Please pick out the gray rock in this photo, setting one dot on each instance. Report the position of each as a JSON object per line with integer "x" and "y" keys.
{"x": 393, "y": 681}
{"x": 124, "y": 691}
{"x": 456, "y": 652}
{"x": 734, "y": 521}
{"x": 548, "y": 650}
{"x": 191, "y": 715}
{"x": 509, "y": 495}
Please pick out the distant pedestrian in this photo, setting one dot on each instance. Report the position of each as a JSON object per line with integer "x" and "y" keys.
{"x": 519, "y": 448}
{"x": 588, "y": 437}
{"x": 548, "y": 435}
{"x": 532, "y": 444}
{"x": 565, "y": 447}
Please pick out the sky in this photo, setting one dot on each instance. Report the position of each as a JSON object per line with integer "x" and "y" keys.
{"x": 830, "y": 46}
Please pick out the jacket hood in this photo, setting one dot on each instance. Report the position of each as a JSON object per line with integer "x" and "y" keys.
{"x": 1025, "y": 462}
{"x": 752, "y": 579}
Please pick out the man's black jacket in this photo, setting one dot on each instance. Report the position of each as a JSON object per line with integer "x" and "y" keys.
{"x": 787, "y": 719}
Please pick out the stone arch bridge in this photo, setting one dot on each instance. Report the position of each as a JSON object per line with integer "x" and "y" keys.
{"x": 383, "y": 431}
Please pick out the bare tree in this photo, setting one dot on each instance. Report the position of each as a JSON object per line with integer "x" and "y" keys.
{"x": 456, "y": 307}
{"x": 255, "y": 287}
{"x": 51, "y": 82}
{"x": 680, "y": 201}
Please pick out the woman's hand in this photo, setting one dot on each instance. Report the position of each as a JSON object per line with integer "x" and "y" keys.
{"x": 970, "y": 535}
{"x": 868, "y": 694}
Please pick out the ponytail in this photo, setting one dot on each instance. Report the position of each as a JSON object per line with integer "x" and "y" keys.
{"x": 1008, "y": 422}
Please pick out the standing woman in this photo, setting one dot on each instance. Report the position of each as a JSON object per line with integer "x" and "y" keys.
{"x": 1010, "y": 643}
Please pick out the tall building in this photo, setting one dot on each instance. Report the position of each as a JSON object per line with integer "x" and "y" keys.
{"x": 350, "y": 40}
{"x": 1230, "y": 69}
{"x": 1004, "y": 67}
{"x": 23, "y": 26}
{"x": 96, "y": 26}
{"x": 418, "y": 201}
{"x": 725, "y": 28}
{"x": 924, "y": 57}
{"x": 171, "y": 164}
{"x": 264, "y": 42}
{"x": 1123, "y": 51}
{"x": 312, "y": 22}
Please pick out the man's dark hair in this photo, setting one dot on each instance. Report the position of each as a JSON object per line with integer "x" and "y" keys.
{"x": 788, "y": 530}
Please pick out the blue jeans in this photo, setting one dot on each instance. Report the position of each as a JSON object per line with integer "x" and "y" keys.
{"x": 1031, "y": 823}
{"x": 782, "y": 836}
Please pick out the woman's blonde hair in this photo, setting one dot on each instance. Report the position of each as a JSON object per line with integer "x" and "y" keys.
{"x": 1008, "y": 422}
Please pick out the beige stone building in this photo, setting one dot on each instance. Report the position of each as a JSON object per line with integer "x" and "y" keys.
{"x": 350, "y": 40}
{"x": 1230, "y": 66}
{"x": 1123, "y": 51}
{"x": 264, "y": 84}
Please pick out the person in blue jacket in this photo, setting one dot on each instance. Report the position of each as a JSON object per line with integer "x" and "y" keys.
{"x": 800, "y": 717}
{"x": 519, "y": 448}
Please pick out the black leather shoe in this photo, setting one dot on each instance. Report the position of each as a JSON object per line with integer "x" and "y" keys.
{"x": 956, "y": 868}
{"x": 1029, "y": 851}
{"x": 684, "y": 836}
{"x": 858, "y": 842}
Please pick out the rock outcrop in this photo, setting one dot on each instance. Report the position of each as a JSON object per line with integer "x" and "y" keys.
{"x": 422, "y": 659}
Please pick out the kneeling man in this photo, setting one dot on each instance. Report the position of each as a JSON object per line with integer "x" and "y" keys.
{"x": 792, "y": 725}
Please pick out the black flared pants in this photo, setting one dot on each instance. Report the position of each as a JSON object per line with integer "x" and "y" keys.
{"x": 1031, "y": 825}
********************
- _What is required_
Lay out these records as a numbered list, leaving out any blank lines.

- _Complete output_
1. Please pick out the gray rock in this photo, setting one dot on each instance. Report the position of each as a JSON object per line with integer "x" and "y" keys.
2. {"x": 393, "y": 681}
3. {"x": 124, "y": 691}
4. {"x": 456, "y": 652}
5. {"x": 734, "y": 521}
6. {"x": 548, "y": 650}
7. {"x": 191, "y": 715}
8. {"x": 509, "y": 495}
9. Please pick out the distant pedestrian in this photo, setting one dot on each instance. Report the position of each as a JSON object per line with integer "x" and "y" keys.
10. {"x": 519, "y": 448}
11. {"x": 588, "y": 437}
12. {"x": 548, "y": 435}
13. {"x": 532, "y": 444}
14. {"x": 565, "y": 447}
15. Please pick out the sky in this photo, setting one dot on each instance. Report the position of each as a JSON object per line with integer "x" and "y" keys.
16. {"x": 830, "y": 46}
17. Please pick out the jacket hood in this photo, setting one dot on each instance. Report the position of each as a JSON object per line with integer "x" and "y" keys.
18. {"x": 1025, "y": 462}
19. {"x": 752, "y": 579}
20. Please pick out the man's black jacket in this photo, setting one dot on each instance. Report the position of each as a JSON object per line with integer "x" and "y" keys.
21. {"x": 787, "y": 719}
22. Please pick out the stone arch bridge in this photo, setting one dot on each instance. Report the position of each as a JSON object per line with integer "x" and "y" keys.
23. {"x": 383, "y": 431}
24. Please pick out the bare tree in this photo, setting one dot on each instance. Report the position of each as a JSON object per line with integer "x" and "y" keys.
25. {"x": 456, "y": 307}
26. {"x": 255, "y": 287}
27. {"x": 51, "y": 82}
28. {"x": 680, "y": 201}
29. Please pick out the woman's hand in this photo, setting one dot on each instance. Report the position of each as a JSON object per line with integer "x" and "y" keys.
30. {"x": 970, "y": 535}
31. {"x": 868, "y": 694}
32. Please pick out the ponytail in this photo, setting one dot on each instance. Report the position of each as a JSON object per line with integer "x" and "y" keys.
33. {"x": 1008, "y": 422}
34. Please pick out the standing woman in this photo, setting one dot on each instance. Report the position of each as a JSON object per line with integer "x" and "y" keys.
35. {"x": 1010, "y": 643}
36. Please pick out the tall building in this photo, setting one dot on each instance. Report the position of each as a JSON object per line with integer "x" and "y" keys.
37. {"x": 350, "y": 40}
38. {"x": 1230, "y": 69}
39. {"x": 1004, "y": 67}
40. {"x": 23, "y": 26}
41. {"x": 96, "y": 26}
42. {"x": 418, "y": 201}
43. {"x": 725, "y": 28}
44. {"x": 924, "y": 57}
45. {"x": 171, "y": 164}
46. {"x": 264, "y": 42}
47. {"x": 1123, "y": 51}
48. {"x": 312, "y": 22}
49. Please pick out the man's dark hair in this photo, setting one dot on each instance. Report the position of each as a JSON object per line with integer "x" and "y" keys.
50. {"x": 788, "y": 530}
51. Please pick out the blue jeans in this photo, setting one dot on each instance. Report the position of each as a JSON object per line with integer "x" and "y" keys.
52. {"x": 1031, "y": 823}
53. {"x": 782, "y": 836}
54. Please pick out the woman's blonde hair in this photo, setting one dot on each instance. Report the position of each as a JSON object per line with integer "x" and "y" keys.
55. {"x": 1008, "y": 422}
56. Please pick out the beige stone building in this photo, setting one dot on each instance. Report the position of each as a JSON object per line with integer "x" and "y" keys.
57. {"x": 350, "y": 40}
58. {"x": 1230, "y": 66}
59. {"x": 1123, "y": 51}
60. {"x": 264, "y": 84}
61. Please pick out the person in blue jacket in this photo, setting one dot on each instance. Report the position of each as a JSON object per line with integer "x" and "y" keys.
62. {"x": 800, "y": 717}
63. {"x": 519, "y": 448}
64. Please pick out the black leather shoe in this photo, setting one dot on each instance. Report the position of each as a JSON object per line with integer "x" and "y" keys.
65. {"x": 956, "y": 868}
66. {"x": 1029, "y": 851}
67. {"x": 684, "y": 836}
68. {"x": 858, "y": 842}
69. Please pick out the rock outcrop in this photo, setting one dot on each instance. Report the position of each as a JSON object per line with integer "x" and "y" keys.
70. {"x": 422, "y": 659}
71. Please pick out the kneeling man in this photo, setting one dot on each instance. Report the position of each as a JSON object per line with integer "x" and "y" keys.
72. {"x": 792, "y": 725}
73. Please pick out the black flared pants in this photo, setting one dot on each instance. Report the position of each as a JSON object per line with integer "x" and "y" keys.
74. {"x": 1031, "y": 825}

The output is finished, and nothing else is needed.